Exercise requirements: Copy every one of the records below word for word, keeping each line as it appears.

········

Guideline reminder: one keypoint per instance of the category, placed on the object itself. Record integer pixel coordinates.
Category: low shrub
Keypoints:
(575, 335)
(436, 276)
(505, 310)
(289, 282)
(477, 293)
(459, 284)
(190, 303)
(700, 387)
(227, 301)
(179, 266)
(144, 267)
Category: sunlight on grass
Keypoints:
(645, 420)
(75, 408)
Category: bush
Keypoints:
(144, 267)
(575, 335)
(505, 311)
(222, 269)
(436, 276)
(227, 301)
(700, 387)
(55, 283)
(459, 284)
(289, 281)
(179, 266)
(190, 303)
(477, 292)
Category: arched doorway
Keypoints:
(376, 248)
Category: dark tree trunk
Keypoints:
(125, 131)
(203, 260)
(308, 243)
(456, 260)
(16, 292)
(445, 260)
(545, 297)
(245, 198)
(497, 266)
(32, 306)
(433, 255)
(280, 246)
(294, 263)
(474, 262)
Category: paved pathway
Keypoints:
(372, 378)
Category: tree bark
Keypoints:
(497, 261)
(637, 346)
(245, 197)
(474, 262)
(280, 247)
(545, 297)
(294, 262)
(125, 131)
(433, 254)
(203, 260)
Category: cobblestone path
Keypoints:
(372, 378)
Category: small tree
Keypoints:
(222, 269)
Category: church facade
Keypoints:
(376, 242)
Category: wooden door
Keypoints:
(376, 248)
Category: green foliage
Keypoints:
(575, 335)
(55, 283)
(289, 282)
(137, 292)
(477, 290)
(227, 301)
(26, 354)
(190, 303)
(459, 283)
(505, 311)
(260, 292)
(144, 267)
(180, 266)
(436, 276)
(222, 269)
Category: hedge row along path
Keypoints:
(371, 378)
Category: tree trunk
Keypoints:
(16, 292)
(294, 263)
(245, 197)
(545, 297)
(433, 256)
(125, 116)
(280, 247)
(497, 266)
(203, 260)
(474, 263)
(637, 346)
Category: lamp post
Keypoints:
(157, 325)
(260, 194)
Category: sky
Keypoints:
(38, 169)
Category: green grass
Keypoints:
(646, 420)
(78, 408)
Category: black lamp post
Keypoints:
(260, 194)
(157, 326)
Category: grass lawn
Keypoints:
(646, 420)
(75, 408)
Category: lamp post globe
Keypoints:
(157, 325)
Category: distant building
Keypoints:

········

Exercise solution:
Guideline reminder: one keypoint per instance of the category, placed on the object itself. Record integer pixel coordinates.
Category: low shrub
Keypoints:
(575, 335)
(436, 276)
(505, 310)
(289, 282)
(477, 293)
(459, 284)
(190, 303)
(700, 387)
(227, 301)
(179, 266)
(144, 267)
Category: sunlight on grass
Keypoints:
(645, 420)
(75, 408)
Category: bush
Keypoints:
(144, 267)
(575, 335)
(505, 311)
(222, 269)
(436, 276)
(227, 301)
(700, 387)
(55, 283)
(459, 284)
(289, 281)
(179, 266)
(190, 303)
(477, 292)
Category: arched doorway
Keypoints:
(376, 248)
Category: dark tree trunk
Keypoints:
(125, 131)
(203, 260)
(308, 243)
(456, 260)
(16, 292)
(445, 260)
(545, 297)
(245, 198)
(497, 266)
(32, 306)
(433, 255)
(280, 246)
(294, 263)
(474, 262)
Category: paved pathway
Keypoints:
(372, 378)
Category: tree bark
Keypoints:
(497, 261)
(637, 346)
(245, 197)
(474, 262)
(280, 247)
(545, 297)
(294, 262)
(125, 131)
(433, 254)
(203, 260)
Category: cobblestone path
Keypoints:
(372, 378)
Category: small tree
Keypoints:
(222, 269)
Category: church facade
Keypoints:
(376, 242)
Category: wooden door
Keypoints:
(376, 248)
Category: green foliage
Keypoints:
(575, 335)
(55, 283)
(289, 282)
(137, 292)
(477, 290)
(227, 301)
(26, 354)
(190, 303)
(459, 283)
(505, 311)
(260, 292)
(144, 267)
(180, 266)
(436, 276)
(222, 269)
Category: hedge row along path
Keypoints:
(371, 378)
Category: tree trunk
Keypoints:
(16, 292)
(294, 263)
(245, 197)
(545, 297)
(433, 256)
(125, 116)
(280, 247)
(497, 266)
(203, 260)
(474, 263)
(637, 346)
Category: lamp post
Keypoints:
(157, 325)
(260, 194)
Category: sky
Keypoints:
(38, 169)
Category: green grass
Keypoints:
(646, 420)
(78, 408)
Category: black lamp post
Keypoints:
(260, 194)
(157, 326)
Category: grass lawn
Keypoints:
(646, 420)
(75, 408)
Category: lamp post globe
Keypoints:
(157, 325)
Category: distant building
Keypoints:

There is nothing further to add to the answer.